--- EXERCISE INPUTS ---
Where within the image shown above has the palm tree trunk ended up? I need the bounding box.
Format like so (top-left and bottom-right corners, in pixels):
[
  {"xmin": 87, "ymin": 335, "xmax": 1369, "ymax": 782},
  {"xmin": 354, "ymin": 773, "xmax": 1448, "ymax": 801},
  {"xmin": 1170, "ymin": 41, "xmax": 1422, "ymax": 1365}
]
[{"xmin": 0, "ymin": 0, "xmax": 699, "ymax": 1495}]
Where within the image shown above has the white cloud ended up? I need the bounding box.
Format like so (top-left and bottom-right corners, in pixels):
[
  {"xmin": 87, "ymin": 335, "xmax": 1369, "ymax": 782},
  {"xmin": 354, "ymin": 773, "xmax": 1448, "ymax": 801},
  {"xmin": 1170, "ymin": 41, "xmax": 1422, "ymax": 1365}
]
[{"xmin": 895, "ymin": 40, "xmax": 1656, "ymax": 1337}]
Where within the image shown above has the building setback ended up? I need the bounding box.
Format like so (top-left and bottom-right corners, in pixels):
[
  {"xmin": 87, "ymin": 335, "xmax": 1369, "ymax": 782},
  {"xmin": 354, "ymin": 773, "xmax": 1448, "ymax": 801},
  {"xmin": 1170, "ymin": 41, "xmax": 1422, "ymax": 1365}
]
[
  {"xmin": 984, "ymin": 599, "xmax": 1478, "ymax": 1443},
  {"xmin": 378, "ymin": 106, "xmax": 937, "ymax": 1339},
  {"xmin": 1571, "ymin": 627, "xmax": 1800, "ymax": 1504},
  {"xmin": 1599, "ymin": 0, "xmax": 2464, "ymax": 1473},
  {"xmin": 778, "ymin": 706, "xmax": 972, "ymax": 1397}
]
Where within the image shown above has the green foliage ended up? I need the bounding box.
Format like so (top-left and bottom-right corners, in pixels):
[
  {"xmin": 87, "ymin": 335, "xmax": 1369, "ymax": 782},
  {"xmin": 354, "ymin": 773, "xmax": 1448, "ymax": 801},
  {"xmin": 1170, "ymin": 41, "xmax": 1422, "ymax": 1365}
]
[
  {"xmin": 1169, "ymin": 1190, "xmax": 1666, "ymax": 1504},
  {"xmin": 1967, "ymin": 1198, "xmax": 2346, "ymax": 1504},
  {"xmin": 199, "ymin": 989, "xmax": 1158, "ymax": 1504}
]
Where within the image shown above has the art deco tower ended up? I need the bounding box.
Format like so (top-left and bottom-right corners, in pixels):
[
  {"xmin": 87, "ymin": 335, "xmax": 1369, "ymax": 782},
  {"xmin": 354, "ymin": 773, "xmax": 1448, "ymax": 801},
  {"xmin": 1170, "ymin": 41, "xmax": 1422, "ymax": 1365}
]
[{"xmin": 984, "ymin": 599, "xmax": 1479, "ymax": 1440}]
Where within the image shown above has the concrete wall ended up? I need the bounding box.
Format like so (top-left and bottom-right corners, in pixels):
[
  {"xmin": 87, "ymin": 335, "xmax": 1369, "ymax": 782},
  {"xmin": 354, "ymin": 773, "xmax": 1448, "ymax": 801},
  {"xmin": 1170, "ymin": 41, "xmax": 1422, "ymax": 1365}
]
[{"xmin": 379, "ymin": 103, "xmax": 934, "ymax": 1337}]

--- EXERCISE ---
Set every record down again exactly as written.

--- TASK SOLUTION ---
Where within the image shown above has the palm tree trunk ended up? I need the bounding box.
Format like so (top-left and bottom-right corners, in pixels):
[
  {"xmin": 87, "ymin": 335, "xmax": 1369, "ymax": 782},
  {"xmin": 354, "ymin": 773, "xmax": 1448, "ymax": 801},
  {"xmin": 1170, "ymin": 41, "xmax": 1422, "ymax": 1365}
]
[{"xmin": 0, "ymin": 0, "xmax": 699, "ymax": 1495}]
Where within the image shown above has the white cloud ended up? I need the bounding box.
Format like so (top-left and bottom-right corners, in pixels):
[
  {"xmin": 87, "ymin": 335, "xmax": 1369, "ymax": 782},
  {"xmin": 354, "ymin": 773, "xmax": 1448, "ymax": 801},
  {"xmin": 1170, "ymin": 41, "xmax": 1422, "ymax": 1365}
]
[{"xmin": 895, "ymin": 40, "xmax": 1656, "ymax": 1337}]
Where within the image shown above has the building setback ended up? I need the bounding box.
Format like so (top-left and bottom-right corners, in pixels):
[
  {"xmin": 87, "ymin": 335, "xmax": 1369, "ymax": 782},
  {"xmin": 354, "ymin": 773, "xmax": 1448, "ymax": 801},
  {"xmin": 1170, "ymin": 41, "xmax": 1422, "ymax": 1365}
]
[
  {"xmin": 984, "ymin": 599, "xmax": 1478, "ymax": 1443},
  {"xmin": 378, "ymin": 106, "xmax": 937, "ymax": 1339},
  {"xmin": 1571, "ymin": 627, "xmax": 1800, "ymax": 1504},
  {"xmin": 1599, "ymin": 0, "xmax": 2464, "ymax": 1473},
  {"xmin": 778, "ymin": 706, "xmax": 972, "ymax": 1397}
]
Where within the image shown above has the green foliage ended up? I need the bounding box.
Format like so (top-left and bottom-right corners, in pixels):
[
  {"xmin": 87, "ymin": 335, "xmax": 1369, "ymax": 782},
  {"xmin": 354, "ymin": 773, "xmax": 1448, "ymax": 801},
  {"xmin": 1170, "ymin": 41, "xmax": 1422, "ymax": 1365}
]
[
  {"xmin": 1169, "ymin": 1190, "xmax": 1666, "ymax": 1504},
  {"xmin": 1967, "ymin": 1198, "xmax": 2346, "ymax": 1504},
  {"xmin": 199, "ymin": 989, "xmax": 1158, "ymax": 1504}
]
Where within the image shown above has the art deco tower ended up? I need the bounding box.
Format like so (top-left and bottom-right corners, in pixels):
[
  {"xmin": 87, "ymin": 335, "xmax": 1369, "ymax": 782},
  {"xmin": 354, "ymin": 773, "xmax": 1448, "ymax": 801},
  {"xmin": 1170, "ymin": 41, "xmax": 1422, "ymax": 1365}
]
[{"xmin": 984, "ymin": 599, "xmax": 1479, "ymax": 1440}]
Where within the image shown above has the concrete wall ended up? I need the bounding box.
Format like so (top-left and bottom-right corners, in pixels):
[
  {"xmin": 87, "ymin": 335, "xmax": 1369, "ymax": 782},
  {"xmin": 354, "ymin": 773, "xmax": 1448, "ymax": 801},
  {"xmin": 1170, "ymin": 41, "xmax": 1422, "ymax": 1365}
]
[{"xmin": 379, "ymin": 103, "xmax": 934, "ymax": 1337}]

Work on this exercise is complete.